Task prompt: Read through the material below and find each line that has the word "stone"; copy it.

Data extract:
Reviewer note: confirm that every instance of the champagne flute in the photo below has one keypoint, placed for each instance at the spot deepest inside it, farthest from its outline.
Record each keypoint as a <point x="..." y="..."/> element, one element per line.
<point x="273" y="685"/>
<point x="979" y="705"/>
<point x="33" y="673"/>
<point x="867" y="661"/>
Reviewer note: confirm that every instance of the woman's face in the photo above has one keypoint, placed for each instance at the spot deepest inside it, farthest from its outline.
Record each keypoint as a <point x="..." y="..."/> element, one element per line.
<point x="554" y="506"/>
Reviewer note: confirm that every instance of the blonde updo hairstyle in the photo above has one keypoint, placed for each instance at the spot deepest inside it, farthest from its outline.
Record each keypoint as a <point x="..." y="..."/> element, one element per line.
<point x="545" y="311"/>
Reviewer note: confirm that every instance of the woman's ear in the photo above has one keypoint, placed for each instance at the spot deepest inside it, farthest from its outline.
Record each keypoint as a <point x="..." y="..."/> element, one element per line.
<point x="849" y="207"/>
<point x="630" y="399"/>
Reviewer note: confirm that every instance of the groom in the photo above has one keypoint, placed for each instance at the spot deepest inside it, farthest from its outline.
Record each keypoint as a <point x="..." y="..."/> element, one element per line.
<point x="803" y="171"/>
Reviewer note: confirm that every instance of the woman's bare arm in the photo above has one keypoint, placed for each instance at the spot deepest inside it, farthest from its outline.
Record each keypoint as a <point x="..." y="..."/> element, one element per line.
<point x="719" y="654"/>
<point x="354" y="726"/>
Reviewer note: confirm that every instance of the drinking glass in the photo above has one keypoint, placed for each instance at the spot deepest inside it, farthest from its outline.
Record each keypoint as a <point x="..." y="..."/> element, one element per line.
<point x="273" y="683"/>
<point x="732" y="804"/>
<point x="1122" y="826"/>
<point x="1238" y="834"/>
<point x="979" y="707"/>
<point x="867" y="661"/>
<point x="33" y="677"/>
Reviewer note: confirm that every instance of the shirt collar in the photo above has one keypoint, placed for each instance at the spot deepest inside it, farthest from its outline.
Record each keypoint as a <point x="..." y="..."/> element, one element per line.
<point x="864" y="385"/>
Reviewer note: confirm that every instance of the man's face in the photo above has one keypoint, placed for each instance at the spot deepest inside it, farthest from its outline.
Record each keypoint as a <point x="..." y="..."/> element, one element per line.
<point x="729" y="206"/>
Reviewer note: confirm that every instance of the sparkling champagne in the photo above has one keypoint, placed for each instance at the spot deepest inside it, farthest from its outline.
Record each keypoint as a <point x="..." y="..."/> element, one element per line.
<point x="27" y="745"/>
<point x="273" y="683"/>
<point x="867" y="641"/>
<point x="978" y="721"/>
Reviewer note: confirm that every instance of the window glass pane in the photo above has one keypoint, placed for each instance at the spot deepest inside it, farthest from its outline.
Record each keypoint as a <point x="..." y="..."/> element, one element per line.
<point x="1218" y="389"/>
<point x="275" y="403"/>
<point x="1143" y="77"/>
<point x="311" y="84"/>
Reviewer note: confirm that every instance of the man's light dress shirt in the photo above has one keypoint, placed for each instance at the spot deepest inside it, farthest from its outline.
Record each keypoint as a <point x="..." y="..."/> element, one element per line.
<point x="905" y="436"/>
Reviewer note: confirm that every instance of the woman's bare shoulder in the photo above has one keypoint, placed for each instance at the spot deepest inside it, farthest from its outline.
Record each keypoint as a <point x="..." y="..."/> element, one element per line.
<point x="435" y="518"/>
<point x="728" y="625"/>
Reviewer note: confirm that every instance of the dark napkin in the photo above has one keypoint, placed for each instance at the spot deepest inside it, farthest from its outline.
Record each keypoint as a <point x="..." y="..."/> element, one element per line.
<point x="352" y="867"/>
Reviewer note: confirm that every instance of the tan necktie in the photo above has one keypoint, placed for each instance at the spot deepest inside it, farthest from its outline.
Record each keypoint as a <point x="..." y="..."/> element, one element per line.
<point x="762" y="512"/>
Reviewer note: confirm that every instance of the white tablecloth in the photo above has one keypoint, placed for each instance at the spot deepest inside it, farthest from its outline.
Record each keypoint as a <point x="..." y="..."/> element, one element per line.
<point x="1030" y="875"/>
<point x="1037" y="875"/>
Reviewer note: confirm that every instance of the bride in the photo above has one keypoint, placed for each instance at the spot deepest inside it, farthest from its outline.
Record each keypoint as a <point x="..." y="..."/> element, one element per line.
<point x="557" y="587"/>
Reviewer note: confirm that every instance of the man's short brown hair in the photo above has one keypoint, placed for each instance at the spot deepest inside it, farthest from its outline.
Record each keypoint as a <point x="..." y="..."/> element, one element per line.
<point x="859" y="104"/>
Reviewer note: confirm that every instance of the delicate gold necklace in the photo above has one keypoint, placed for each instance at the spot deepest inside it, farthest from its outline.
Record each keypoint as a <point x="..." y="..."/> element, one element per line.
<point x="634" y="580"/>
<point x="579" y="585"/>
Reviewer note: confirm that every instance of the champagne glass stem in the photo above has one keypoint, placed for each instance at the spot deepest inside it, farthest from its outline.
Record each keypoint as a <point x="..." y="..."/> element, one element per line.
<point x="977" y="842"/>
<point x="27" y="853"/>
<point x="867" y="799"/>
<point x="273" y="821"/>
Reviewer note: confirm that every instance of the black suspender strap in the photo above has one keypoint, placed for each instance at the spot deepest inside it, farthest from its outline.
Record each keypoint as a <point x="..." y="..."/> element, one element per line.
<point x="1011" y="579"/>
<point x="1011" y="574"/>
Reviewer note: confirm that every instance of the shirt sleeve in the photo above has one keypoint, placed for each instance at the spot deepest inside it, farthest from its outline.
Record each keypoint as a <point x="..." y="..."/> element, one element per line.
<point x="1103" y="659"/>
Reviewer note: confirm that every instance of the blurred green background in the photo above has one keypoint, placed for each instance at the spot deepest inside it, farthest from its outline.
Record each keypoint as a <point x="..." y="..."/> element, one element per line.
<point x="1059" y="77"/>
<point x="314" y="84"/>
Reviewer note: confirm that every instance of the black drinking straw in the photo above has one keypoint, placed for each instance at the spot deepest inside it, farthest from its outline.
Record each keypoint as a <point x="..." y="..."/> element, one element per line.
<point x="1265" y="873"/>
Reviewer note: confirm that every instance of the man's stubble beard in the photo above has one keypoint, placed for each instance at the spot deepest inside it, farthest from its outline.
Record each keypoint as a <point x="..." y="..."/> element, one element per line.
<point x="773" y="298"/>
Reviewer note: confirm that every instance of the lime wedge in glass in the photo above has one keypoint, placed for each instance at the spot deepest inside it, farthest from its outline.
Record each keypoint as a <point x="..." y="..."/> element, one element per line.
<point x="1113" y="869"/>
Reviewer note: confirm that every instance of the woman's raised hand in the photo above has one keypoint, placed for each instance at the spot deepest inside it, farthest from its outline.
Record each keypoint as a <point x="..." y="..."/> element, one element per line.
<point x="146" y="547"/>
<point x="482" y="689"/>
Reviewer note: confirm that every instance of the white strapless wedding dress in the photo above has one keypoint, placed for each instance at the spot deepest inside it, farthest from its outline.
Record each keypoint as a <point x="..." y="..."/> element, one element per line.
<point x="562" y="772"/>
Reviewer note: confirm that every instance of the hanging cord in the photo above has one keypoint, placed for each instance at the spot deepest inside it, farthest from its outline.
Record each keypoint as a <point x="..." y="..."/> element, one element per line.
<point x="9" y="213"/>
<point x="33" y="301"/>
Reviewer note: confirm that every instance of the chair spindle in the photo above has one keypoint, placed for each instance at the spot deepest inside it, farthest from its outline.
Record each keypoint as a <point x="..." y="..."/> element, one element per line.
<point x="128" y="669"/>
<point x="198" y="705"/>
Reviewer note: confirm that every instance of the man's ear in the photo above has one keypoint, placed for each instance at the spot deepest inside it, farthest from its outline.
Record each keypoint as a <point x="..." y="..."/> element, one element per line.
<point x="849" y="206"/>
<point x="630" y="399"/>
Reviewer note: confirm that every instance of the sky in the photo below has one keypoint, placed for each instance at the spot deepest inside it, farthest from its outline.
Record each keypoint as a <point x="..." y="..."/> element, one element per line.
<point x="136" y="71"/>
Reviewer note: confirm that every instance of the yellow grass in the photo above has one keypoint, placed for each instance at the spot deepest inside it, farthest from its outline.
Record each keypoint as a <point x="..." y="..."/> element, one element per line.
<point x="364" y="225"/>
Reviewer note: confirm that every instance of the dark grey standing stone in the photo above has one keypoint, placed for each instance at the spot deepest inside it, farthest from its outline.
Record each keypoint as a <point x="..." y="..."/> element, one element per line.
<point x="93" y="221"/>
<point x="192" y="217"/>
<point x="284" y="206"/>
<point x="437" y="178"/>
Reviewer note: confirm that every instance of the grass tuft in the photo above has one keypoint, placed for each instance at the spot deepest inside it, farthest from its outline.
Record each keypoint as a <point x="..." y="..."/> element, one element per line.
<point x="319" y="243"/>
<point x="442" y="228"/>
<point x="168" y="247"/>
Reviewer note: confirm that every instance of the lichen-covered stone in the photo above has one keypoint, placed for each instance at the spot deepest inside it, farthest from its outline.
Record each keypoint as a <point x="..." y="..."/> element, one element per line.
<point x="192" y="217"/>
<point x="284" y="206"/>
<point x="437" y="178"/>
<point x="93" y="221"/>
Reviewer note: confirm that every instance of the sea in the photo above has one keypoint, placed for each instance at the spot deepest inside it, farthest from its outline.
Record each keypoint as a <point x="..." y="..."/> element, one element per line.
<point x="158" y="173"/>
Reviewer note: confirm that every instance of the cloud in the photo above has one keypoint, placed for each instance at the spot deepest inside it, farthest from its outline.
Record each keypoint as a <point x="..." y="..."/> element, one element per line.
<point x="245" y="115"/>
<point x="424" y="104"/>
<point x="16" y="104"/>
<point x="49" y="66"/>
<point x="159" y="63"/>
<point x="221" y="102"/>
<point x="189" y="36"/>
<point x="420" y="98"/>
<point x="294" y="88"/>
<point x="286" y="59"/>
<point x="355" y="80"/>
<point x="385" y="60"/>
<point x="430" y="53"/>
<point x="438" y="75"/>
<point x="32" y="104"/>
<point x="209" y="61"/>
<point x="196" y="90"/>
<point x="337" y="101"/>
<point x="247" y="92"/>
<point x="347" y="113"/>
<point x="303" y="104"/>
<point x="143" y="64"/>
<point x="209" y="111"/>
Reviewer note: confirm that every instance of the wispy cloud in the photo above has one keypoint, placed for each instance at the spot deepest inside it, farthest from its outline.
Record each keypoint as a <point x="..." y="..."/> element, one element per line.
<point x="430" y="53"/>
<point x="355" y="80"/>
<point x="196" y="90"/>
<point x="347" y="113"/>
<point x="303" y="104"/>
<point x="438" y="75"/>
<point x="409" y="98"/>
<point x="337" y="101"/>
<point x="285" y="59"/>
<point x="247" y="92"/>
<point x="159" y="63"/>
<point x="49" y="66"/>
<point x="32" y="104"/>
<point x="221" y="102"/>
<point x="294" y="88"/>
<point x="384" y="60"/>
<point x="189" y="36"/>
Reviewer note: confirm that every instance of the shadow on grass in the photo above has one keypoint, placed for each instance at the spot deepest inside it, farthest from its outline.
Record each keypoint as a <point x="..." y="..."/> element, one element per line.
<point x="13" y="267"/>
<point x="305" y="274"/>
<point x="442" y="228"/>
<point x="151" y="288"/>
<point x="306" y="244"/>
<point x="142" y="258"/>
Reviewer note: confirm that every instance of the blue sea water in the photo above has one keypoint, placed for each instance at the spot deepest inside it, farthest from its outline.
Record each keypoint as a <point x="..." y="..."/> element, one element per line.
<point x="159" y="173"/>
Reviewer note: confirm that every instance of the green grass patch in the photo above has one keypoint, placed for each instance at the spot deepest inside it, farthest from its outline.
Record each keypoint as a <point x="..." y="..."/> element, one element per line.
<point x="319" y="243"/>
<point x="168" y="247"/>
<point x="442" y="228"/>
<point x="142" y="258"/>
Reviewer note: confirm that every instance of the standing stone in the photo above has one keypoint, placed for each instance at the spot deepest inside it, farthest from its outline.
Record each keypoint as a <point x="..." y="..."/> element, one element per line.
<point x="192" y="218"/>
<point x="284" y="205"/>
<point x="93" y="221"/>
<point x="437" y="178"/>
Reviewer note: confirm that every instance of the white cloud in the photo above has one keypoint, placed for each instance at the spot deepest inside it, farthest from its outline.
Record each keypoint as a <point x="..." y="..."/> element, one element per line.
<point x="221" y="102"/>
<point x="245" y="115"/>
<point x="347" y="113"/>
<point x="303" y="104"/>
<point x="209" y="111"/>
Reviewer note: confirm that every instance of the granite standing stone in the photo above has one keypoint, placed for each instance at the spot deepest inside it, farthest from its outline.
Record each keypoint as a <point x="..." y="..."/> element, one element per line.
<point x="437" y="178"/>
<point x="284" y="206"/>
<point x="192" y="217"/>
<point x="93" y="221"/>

Reply to the exercise:
Reviewer note: confirm that every instance of the dark grey standing stone in the photo above has one keypoint, placed for each instance at the spot deepest inside it, farthest from its outline.
Reviewer note: confirm that every instance of the lichen-covered stone in the photo above has one keypoint, placed for each instance at the spot deepest inside it, farthest from its outline.
Reviewer note: confirm that every instance of the standing stone in the photo above has one keypoint, placed for each instance at the spot deepest inside it, farthest from its outline.
Reviewer note: confirm that every instance of the granite standing stone in the photo above has one keypoint, placed for each instance at the spot deepest inside it, farthest from its outline.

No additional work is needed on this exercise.